--- START ---

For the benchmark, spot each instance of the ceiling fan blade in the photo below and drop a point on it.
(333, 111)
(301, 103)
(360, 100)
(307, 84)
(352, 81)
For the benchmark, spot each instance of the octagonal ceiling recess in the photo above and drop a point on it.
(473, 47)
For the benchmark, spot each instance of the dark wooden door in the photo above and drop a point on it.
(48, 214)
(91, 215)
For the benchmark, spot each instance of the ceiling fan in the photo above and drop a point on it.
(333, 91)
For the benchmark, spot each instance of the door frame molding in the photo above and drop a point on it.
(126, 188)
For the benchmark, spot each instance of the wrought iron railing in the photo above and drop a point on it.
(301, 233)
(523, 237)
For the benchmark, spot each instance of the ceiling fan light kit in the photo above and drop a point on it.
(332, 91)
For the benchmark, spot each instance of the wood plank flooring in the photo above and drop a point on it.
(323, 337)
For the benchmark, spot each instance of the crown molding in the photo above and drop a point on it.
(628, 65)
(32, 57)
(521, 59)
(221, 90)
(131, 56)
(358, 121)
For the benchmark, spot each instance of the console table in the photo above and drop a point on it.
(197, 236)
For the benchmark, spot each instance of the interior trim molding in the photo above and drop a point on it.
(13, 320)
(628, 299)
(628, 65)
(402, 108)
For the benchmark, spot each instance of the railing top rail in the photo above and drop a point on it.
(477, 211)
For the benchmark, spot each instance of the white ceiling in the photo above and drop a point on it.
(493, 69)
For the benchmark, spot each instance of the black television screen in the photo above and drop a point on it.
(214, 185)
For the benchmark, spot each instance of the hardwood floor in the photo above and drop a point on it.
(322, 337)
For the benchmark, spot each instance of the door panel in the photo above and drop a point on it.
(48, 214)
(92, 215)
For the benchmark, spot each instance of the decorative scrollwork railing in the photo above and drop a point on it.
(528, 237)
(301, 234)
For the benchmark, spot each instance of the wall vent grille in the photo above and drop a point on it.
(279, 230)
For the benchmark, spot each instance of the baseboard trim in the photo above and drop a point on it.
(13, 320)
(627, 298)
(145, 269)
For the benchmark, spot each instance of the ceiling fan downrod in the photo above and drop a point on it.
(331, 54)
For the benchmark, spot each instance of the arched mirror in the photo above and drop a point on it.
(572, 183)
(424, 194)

--- END ---

Your goal:
Can you recast the records as a two-column Markdown table, headed "Row" and "Line", starting at the line that contains "For the benchmark, spot each instance of the decorative" and ending at the final line of the records, both included? Put one line per row with its row number, and leave out any blank lines.

Complete answer:
| Row | Line |
|---|---|
| 1 | For the benchmark, spot each instance of the decorative scrollwork railing in the photo above and drop a point on it. |
| 2 | (528, 237) |
| 3 | (301, 234) |
| 4 | For the benchmark, spot each instance of the wall vent grille in the photo above and drop a point on it. |
| 5 | (279, 230) |
| 6 | For the benchmark, spot each instance of the baseboard trim in the photo above and drop a point on it. |
| 7 | (13, 320) |
| 8 | (627, 298) |
| 9 | (145, 269) |
| 10 | For the benchmark, spot each instance of the ceiling fan downrod in the photo above and drop a point on it. |
| 11 | (331, 54) |
| 12 | For the benchmark, spot each instance of the arched mirror in the photo above and drop a point on it. |
| 13 | (572, 183) |
| 14 | (424, 194) |